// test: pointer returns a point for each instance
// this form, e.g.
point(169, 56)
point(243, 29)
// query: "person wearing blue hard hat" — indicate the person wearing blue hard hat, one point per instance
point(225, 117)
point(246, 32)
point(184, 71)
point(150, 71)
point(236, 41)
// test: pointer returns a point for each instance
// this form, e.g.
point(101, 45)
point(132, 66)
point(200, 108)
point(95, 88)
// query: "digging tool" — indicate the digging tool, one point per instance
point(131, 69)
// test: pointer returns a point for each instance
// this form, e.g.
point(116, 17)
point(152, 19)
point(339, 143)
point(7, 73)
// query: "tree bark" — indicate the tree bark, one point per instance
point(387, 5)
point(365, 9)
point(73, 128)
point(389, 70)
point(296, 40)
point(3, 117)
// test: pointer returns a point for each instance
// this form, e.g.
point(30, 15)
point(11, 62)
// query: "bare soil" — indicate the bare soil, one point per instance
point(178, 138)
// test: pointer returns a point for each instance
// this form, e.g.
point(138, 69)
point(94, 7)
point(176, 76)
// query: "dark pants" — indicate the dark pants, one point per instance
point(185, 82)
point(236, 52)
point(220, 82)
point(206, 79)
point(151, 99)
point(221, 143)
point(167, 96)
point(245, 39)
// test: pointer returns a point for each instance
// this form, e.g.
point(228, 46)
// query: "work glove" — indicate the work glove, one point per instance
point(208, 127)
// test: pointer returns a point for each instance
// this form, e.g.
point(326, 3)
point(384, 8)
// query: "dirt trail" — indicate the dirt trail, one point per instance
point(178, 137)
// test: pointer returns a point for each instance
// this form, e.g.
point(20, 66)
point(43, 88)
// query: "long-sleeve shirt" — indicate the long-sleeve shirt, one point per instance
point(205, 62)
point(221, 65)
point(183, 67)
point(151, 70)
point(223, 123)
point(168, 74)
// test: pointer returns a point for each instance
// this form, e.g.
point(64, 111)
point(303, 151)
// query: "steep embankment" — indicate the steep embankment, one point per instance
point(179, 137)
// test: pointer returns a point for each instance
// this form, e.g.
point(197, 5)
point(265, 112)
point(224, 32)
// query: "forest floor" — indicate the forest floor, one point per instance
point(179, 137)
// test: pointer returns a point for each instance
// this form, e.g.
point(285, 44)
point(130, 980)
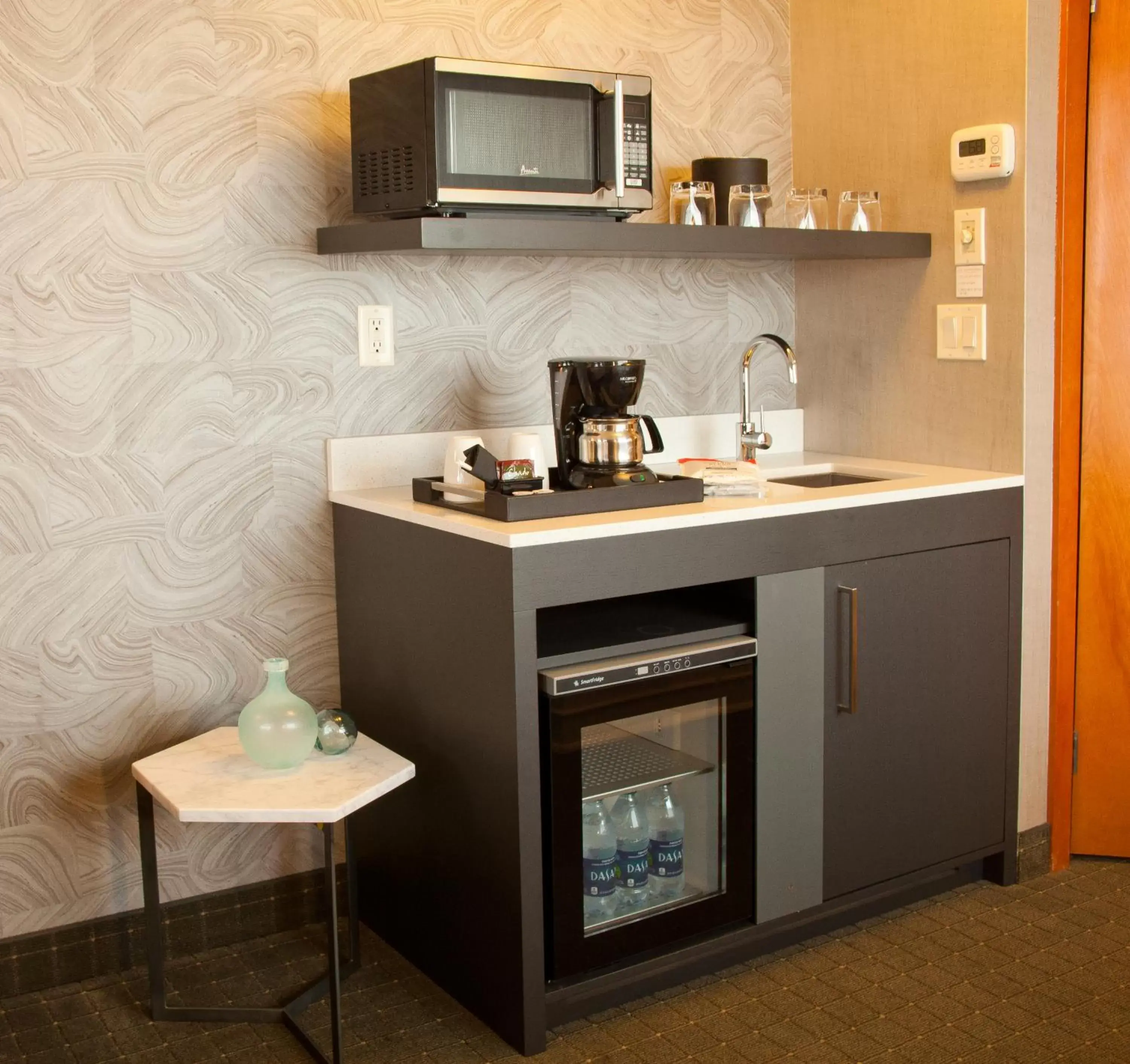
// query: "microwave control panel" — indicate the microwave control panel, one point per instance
point(637, 144)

****************

● **Stated problem**
Write out everything from the start of the listing down to the line containing "point(178, 137)", both ends included, with every line kept the same.

● **Solution for this exercise**
// test: pointer returns a point for each instance
// this form, e.g.
point(169, 56)
point(243, 29)
// query: "person wearing blue hard hat" — indicate the person wearing blue hard hat, one point per instance
point(225, 117)
point(246, 32)
point(184, 71)
point(150, 71)
point(236, 41)
// test: pointer returns a point for each instance
// this form, e.g.
point(101, 45)
point(132, 66)
point(200, 108)
point(95, 88)
// query: "digging tool" — indicate the digging tool, one point per instance
point(131, 69)
// test: pointer returns a point for each instance
// this form, e.g.
point(116, 17)
point(152, 19)
point(339, 143)
point(7, 73)
// query: "tree bark" — indicate the tree bark, one point per instance
point(387, 5)
point(365, 9)
point(73, 128)
point(389, 70)
point(296, 40)
point(3, 117)
// test: pointer returns a point for each instance
// this form, e.g.
point(30, 15)
point(11, 62)
// query: "bare soil" — indicate the bare soil, one point per instance
point(178, 138)
// test: pointer returns a point for each instance
// this form, e.g.
point(138, 69)
point(94, 7)
point(176, 76)
// query: "dark pants" — indicate the dark pants, one point per instance
point(185, 82)
point(236, 52)
point(220, 82)
point(206, 79)
point(151, 99)
point(221, 143)
point(167, 96)
point(245, 39)
// test: pointer returns a point for each instance
// this form, e.g.
point(228, 46)
// query: "work glove" — indicate the work glove, one point per instance
point(208, 127)
// test: pointer returns a point for each instance
// this form, e.g.
point(326, 3)
point(384, 8)
// query: "dirt trail" — indicate the dirt trail, one point per instance
point(178, 137)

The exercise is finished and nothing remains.